DOCUMENT ::

4°) de mettre à la charge de toute partie perdante la somme de deux mille euros au titre des dispositions de l'article L. 761-1 du code de justice administrative.
Elles soutiennent que :
- le tribunal administratif de Nantes a statué ultra petita ; la demande du ministre de l'intérieur en première instance était uniquement dirigée contre la société Dekra Industrial, la société Quillet et la société Jousselin Construction, sur le fondement de la responsabilité décennale ; seule la société Dekra Industrial et la société Jousselin Construction ont ultérieurement dirigé des conclusions en garantie contre elles ; en ne se bornant pas à statuer sur la demande en garantie mais en les condamnant à titre principal aux côtés des autres intervenants au profit de l'Etat, le tribunal administratif de Nantes a statué ultra petita ; la société Dekra Industrial ne pouvait demander une condamnation solidaire des constructeurs puisque l'Etat, maître d'ouvrage, ne la demandait pas à son encontre ;
- les demandes de condamnation présentées par la société Dekra Industrial et la société Jousselin Construction, fondées sur les articles 1792 et suivants du code civil, et L. 111-23 et suivants du code de la construction et de l'habitation, étaient mal fondées ; elles ne pouvaient fonder leurs demandes sur la responsabilité décennale de la maitrise d'oeuvre, n'ayant aucun lien contractuel avec elle ; la société Jousselin Construction n'avait même donné aucun fondement juridique à ses demandes ; les demandes de garantie ne pouvaient être fondées que sur la responsabilité quasi-délictuelle en l'absence de tout lien contractuel avec la maitrise d'oeuvre ; ni la société Dekra Industrial ni la société Jousselin Construction n'ont établi une faute de leur part ;
- eu égard aux missions qui leur étaient confiées, elles n'ont commis aucune faute et c'est à tort que le tribunal administratif a retenu leur responsabilité ; l'expert n'a à aucun moment retenu leur responsabilité, notamment pour le désordre lié aux tablettes en ductal(r) :
o elles n'avaient une mission EXE que partielle et n'avaient notamment pas pour mission les études d'exécution du lot " gros oeuvre " dont les tablettes en ductal font partie, alors que l'origine du désordre réside dans un problème d'étude d'exécution et de la conséquence de l'éclatement de la tête de poteau ;
o elles n'avaient à l'égard des tablettes en ductal(r) qu'une simple mission de visa, se limitant à la détection des anomalies normalement décelables par l'homme de l'art, sans contrôle ni vérification intégrale des documents établis par les entreprises ;
o elle n'a pu commettre de faute dans l'exécution de sa mission DET puisque les anomalies ne correspondent pas à un problème de mise en oeuvre, mais exclusivement un problème d'étude d'exécution ;
- à titre subsidiaire, elles doivent être garanties solidairement et intégralement par la société Dekra Industrial et la société Jousselin Construction sur le fondement de la responsabilité quasi-délictuelle résultant des dispositions de l'article 1240 du code civil ; elles doivent également être garanties par la société Bouygues Bâtiment Grand Ouest au titre des condamnations pouvant être prononcées à leur encontre au titre des frais d'expertise et des désordres affectant les tablettes :
o la société Dekra Industrial a commis des manquements en ne contrôlant pas suffisamment les plans et les travaux s'agissant du désordre affectant les poteaux ; s'agissant des tablettes, elle a insuffisamment contrôlé les notes de calculs et détails et l'exécution ;
o la société Jousselin Construction est à l'origine d'une insuffisance de prise en compte de la souplesse des câbles, de garantie de la tension et de la raideur de ceux-ci, de l'insuffisance de garantie de résistance des tablettes, du défaut de dépure des fixations hautes et d'un défaut de résultat ;
o la société Bouygues Bâtiment Grand Ouest est responsable pour les têtes de poteaux, facteur aggravant pour la fissuration des tablettes.

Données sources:

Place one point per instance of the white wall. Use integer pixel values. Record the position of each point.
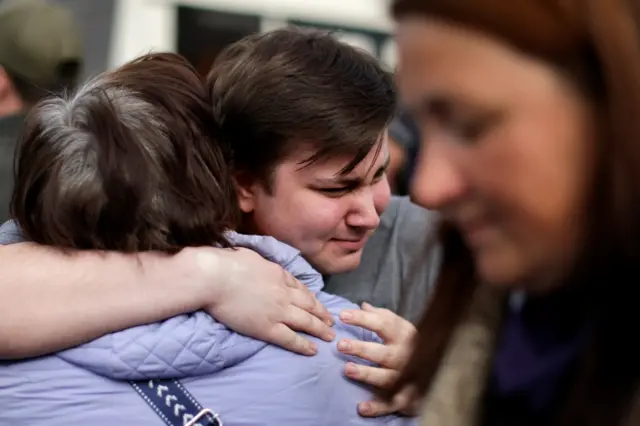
(144, 25)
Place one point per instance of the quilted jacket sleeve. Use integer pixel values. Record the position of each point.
(186, 345)
(182, 346)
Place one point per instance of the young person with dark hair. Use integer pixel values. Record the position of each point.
(303, 121)
(124, 166)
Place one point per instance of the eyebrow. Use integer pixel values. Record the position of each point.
(353, 181)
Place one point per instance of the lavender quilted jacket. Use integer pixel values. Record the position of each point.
(247, 382)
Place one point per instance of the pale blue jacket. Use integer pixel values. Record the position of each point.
(247, 382)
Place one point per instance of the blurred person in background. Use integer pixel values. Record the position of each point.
(528, 113)
(404, 142)
(40, 54)
(155, 178)
(310, 156)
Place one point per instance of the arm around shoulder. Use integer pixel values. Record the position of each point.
(50, 300)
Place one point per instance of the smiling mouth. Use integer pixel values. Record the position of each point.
(353, 244)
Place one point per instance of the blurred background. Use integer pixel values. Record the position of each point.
(115, 31)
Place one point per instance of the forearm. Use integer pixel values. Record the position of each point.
(51, 301)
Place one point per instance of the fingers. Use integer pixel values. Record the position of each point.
(381, 378)
(388, 356)
(301, 320)
(376, 408)
(391, 327)
(406, 402)
(283, 336)
(374, 321)
(303, 298)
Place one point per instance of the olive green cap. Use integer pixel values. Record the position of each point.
(36, 39)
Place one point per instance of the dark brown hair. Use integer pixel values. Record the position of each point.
(130, 162)
(596, 44)
(277, 91)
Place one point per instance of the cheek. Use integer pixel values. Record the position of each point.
(381, 196)
(532, 177)
(317, 218)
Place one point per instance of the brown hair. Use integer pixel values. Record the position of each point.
(129, 162)
(30, 93)
(273, 92)
(596, 43)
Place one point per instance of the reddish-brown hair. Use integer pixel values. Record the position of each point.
(596, 44)
(130, 162)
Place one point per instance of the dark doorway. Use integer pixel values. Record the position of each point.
(203, 33)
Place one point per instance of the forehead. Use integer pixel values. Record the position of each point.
(332, 166)
(440, 58)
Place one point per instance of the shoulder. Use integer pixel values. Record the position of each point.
(407, 219)
(283, 254)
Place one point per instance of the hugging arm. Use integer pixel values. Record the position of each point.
(51, 300)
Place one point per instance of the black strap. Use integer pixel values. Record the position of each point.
(174, 404)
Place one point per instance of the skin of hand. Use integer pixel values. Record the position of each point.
(258, 298)
(397, 335)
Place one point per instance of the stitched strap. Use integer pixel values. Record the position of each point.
(173, 403)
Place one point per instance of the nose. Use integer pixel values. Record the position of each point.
(437, 180)
(368, 206)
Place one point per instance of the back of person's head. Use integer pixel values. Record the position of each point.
(40, 48)
(129, 162)
(290, 89)
(592, 48)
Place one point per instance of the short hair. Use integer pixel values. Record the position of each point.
(129, 162)
(274, 92)
(31, 93)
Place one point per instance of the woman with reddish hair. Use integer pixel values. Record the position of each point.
(531, 153)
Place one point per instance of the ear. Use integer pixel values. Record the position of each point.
(247, 188)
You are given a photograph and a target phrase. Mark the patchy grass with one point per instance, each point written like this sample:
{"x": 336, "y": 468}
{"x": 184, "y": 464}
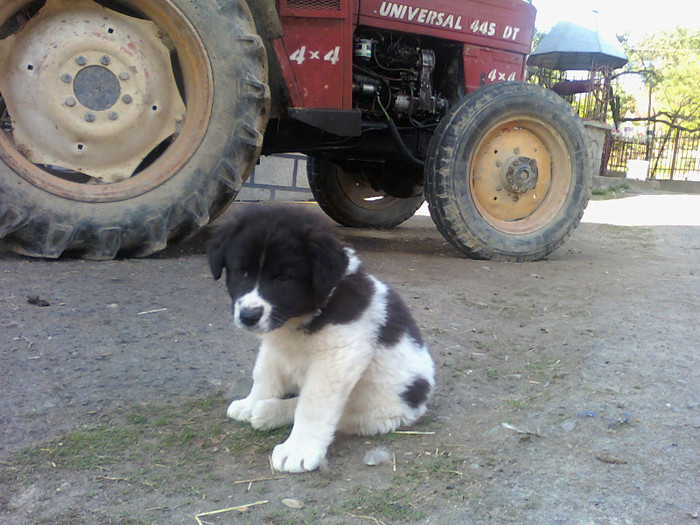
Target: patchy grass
{"x": 390, "y": 503}
{"x": 151, "y": 444}
{"x": 177, "y": 455}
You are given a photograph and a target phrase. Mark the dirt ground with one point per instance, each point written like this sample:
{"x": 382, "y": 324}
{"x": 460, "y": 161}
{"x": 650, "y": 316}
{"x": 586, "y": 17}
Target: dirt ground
{"x": 568, "y": 391}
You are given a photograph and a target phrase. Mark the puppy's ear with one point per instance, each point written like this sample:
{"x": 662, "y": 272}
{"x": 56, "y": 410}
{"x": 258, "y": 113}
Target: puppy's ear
{"x": 215, "y": 254}
{"x": 328, "y": 262}
{"x": 216, "y": 249}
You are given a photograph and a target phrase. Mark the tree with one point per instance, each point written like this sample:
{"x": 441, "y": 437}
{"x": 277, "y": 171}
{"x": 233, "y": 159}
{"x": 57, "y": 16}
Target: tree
{"x": 670, "y": 63}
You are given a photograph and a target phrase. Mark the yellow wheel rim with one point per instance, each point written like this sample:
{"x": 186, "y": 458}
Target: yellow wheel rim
{"x": 520, "y": 175}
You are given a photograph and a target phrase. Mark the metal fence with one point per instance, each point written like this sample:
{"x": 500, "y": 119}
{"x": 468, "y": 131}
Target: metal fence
{"x": 672, "y": 154}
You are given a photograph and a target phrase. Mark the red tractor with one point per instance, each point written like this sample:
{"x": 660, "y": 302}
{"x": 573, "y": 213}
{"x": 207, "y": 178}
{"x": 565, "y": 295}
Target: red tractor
{"x": 129, "y": 124}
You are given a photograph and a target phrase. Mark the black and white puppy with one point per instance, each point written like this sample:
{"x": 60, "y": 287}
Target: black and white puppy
{"x": 341, "y": 343}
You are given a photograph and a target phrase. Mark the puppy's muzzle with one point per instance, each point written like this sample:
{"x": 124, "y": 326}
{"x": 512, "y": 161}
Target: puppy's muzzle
{"x": 250, "y": 316}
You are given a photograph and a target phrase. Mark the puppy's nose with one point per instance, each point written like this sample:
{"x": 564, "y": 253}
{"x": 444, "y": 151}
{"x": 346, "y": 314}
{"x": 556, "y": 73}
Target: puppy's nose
{"x": 250, "y": 316}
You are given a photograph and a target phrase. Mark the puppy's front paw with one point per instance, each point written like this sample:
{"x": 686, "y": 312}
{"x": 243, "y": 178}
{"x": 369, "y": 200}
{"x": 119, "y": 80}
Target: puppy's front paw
{"x": 240, "y": 409}
{"x": 295, "y": 457}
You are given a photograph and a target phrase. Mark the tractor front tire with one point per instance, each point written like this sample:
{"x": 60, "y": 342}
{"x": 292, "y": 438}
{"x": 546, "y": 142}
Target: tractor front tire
{"x": 137, "y": 126}
{"x": 508, "y": 175}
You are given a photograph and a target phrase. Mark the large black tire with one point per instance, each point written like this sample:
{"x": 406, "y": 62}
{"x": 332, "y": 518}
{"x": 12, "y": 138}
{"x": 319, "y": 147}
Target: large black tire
{"x": 508, "y": 175}
{"x": 217, "y": 64}
{"x": 349, "y": 199}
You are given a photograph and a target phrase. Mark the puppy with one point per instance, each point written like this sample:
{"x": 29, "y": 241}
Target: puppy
{"x": 339, "y": 351}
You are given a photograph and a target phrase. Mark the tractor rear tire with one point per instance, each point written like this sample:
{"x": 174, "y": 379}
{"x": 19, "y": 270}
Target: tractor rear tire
{"x": 348, "y": 198}
{"x": 84, "y": 187}
{"x": 508, "y": 175}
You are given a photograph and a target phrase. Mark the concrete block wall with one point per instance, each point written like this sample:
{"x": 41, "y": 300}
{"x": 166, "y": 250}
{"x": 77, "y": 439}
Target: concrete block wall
{"x": 278, "y": 178}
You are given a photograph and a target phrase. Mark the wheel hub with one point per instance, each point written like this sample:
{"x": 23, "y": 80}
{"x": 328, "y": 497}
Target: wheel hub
{"x": 519, "y": 175}
{"x": 96, "y": 88}
{"x": 89, "y": 89}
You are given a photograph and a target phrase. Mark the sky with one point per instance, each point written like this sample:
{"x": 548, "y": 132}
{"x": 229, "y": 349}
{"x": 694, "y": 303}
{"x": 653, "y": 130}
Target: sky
{"x": 619, "y": 16}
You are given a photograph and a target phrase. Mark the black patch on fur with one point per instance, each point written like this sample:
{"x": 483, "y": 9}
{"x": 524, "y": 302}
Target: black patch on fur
{"x": 416, "y": 393}
{"x": 398, "y": 321}
{"x": 350, "y": 298}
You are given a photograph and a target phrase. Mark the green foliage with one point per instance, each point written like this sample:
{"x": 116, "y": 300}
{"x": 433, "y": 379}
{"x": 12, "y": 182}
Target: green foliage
{"x": 670, "y": 61}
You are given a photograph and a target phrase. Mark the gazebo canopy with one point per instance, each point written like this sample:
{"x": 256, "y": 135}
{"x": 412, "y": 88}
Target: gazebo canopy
{"x": 571, "y": 47}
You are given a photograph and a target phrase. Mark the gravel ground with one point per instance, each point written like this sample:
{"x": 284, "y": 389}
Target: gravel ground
{"x": 568, "y": 389}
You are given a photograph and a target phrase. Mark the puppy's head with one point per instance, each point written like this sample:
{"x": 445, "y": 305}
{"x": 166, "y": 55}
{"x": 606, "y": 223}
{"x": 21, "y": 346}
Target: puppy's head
{"x": 281, "y": 262}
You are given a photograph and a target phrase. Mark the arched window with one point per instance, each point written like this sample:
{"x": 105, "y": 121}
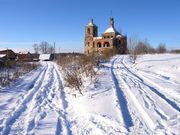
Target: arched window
{"x": 88, "y": 30}
{"x": 106, "y": 44}
{"x": 98, "y": 45}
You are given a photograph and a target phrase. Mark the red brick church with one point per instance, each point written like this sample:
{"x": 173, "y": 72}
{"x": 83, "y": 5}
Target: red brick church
{"x": 110, "y": 39}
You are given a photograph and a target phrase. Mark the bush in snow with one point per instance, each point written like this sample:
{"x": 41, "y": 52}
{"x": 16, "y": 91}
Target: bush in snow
{"x": 78, "y": 70}
{"x": 10, "y": 73}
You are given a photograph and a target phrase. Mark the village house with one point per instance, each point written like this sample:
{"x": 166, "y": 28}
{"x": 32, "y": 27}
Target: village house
{"x": 110, "y": 39}
{"x": 24, "y": 57}
{"x": 7, "y": 57}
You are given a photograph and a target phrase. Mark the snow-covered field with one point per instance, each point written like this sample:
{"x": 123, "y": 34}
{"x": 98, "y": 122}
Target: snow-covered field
{"x": 127, "y": 99}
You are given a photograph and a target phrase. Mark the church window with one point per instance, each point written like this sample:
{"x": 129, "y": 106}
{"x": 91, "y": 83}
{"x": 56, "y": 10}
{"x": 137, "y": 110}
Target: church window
{"x": 98, "y": 45}
{"x": 106, "y": 44}
{"x": 88, "y": 30}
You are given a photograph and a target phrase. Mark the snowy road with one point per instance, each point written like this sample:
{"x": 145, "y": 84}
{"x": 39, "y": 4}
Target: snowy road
{"x": 35, "y": 105}
{"x": 150, "y": 105}
{"x": 127, "y": 99}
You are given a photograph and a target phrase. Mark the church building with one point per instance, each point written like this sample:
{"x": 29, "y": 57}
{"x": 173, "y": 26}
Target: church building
{"x": 110, "y": 39}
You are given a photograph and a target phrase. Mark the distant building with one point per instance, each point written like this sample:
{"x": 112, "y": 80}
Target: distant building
{"x": 7, "y": 57}
{"x": 24, "y": 56}
{"x": 46, "y": 57}
{"x": 110, "y": 39}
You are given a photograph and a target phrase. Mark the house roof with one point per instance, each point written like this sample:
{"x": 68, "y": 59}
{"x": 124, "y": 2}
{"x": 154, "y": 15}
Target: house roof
{"x": 45, "y": 56}
{"x": 2, "y": 55}
{"x": 91, "y": 23}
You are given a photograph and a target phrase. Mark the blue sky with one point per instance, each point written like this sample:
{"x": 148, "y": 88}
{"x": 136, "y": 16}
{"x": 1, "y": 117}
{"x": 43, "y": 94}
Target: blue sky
{"x": 25, "y": 22}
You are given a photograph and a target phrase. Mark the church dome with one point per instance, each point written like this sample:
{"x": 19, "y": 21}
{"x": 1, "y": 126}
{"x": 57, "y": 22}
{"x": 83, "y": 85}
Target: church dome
{"x": 111, "y": 29}
{"x": 91, "y": 23}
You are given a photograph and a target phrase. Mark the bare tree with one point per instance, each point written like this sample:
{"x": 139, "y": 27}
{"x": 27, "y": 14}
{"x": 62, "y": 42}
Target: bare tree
{"x": 51, "y": 49}
{"x": 36, "y": 48}
{"x": 44, "y": 47}
{"x": 132, "y": 48}
{"x": 161, "y": 48}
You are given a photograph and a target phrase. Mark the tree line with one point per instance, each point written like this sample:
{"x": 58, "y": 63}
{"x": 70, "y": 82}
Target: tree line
{"x": 43, "y": 47}
{"x": 137, "y": 47}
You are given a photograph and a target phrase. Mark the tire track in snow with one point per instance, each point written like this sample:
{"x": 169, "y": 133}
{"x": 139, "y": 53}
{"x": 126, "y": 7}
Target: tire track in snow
{"x": 162, "y": 96}
{"x": 122, "y": 100}
{"x": 8, "y": 123}
{"x": 63, "y": 118}
{"x": 173, "y": 96}
{"x": 131, "y": 97}
{"x": 40, "y": 102}
{"x": 161, "y": 108}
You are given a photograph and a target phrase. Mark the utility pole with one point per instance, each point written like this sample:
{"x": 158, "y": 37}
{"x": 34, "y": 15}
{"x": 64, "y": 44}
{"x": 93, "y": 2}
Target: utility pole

ACTIONS DEMANDÉES ::
**A)** Recopiez le passage du document qui commence par « 4°) de mettre » et se termine par « de justice administrative. ».
**B)** Répondez à ces questions d'après le document :
(i) Quel tribunal administratif aurait statué ultra petita ?
(ii) Sur quel article du code civil repose la garantie demandée, à titre subsidiaire, à la société Dekra Industrial et à la société Jousselin Construction ?
(iii) Quelle somme est demandée au titre de l'article L. 761-1 du code de justice administrative ?
**C)** Reprenez la rédaction du document sur ce litige de responsabilité des constructeurs après sa dernière phrase.

RÉPONSES ::
**A)**
4°) de mettre à la charge de toute partie perdante la somme de deux mille euros au titre des dispositions de l'article L. 761-1 du code de justice administrative.

**B)**
(i) Le tribunal administratif de Nantes.
(ii) L'article 1240 du code civil.
(iii) Deux mille euros.

**C)**
Par un mémoire en défense, enregistré le 2 janvier 2019, le ministre de l'intérieur, demande à la cour de rejeter la requête des sociétés Atelier d'Architecture O. Arene - C. Edeikins et BET Mizrahi et de corriger le jugement n° 1508725 du tribunal administratif de Nantes du 20 juin 2018 de son erreur matérielle.
Il soutient que :
- le litige ne concerne qu'un seul des désordres, le désordre affectant les tablettes en ductal(r) ;
- le tribunal administratif s'est bien prononcé uniquement sur les appels en garantie mais il existe une erreur matérielle entre les motifs du jugement et le dispositif ; il ne demandera l'indemnisation des désordres portant sur les tablettes en ductal(r) qu'à la société Jousselin Construction ou la société Dekra Industrial ;
- les conditions de l'engagement de la responsabilité décennale des constructeurs étaient bien remplies.
Par un mémoire en défense, enregistré le 4 janvier 2019, la société Bouygues Bâtiment Grand Ouest, représentée par Me B..., demande à la cour :
1°) de lui donner acte qu'elle s'en remet à la sagesse de la cour quant à l'annulation de l'article 3 du dispositif du jugement n° 1508725 du tribunal administratif de Nantes du 20 juin 2018 et de confirmer le jugement pour le surplus ;
2°) de rejeter les conclusions de la société Atelier d'Architecture O. Arene - C. Edeikins et de la société Mizrahi dirigées à son encontre ;
3°) de mettre à la charge solidaire de la société Atelier d'Architecture O. Arene - C. Edeikins et de la société Mizrahi la somme de 1 500 euros au titre des dispositions de l'article L. 761-1 du code de justice administrative.
Elle soutient que :
- elle s'en remet à la sagesse de la Cour quant à la demande d'annulation partielle présentée par la société Atelier d'Architecture O. Arene - C. Edeikins et la société Mizrahi ;
- les conclusions subsidiaires de condamnation solidaire présentées à son encontre doivent être rejetées dès lors que l'expert n'a aucunement retenu que les désordres relatifs aux têtes de poteaux, pour lesquels sa responsabilité a été engagée, auraient participé au phénomène de fissuration des tablettes ; c'est à bon droit que le tribunal administratif de Nantes a écarté sa responsabilité pour le désordre affectant les tablettes.
Par des mémoires en défense, enregistrés le 8 février 2019 et le 18 avril 2019, la société Dekra Industrial, représentée par la SCP Sanguinede di Frenna et Associés, demande à la cour :
1°) de rejeter la requête de la société Atelier d'Architecture O. Arene - C. Edeikins et de la société Mizrahi et de la mettre hors de cause ;
2°) de mettre à la charge de la société Atelier d'Architecture O. Arene - C. Edeikins et de la société Mizrahi la somme de 3 000 euros au titre des dispositions de l'article L. 761-1 du code de justice administrative.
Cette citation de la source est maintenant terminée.